=== WHAT THE EXERCISE ASKS ===
Pictures aside, write out every record exactly as it appears.
[Start of Attachment]
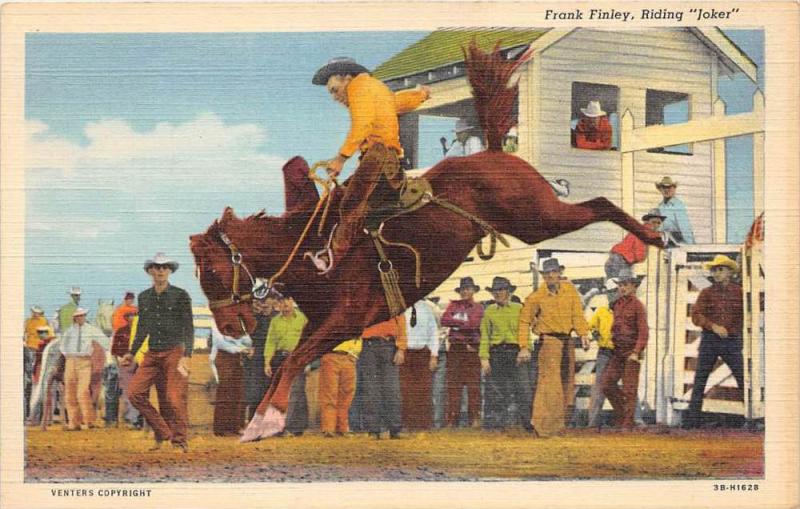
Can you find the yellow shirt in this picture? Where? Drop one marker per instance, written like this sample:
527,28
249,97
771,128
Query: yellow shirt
351,347
373,114
31,337
139,357
556,313
601,321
[End of Attachment]
=== RESPONSE TO THIS EXERCISE ===
Can you find the yellow shirt in this picture? Where? Drop one marker per instance, written like this sample:
527,28
249,97
771,128
Query: yellow shirt
351,347
373,114
31,337
139,357
556,313
601,321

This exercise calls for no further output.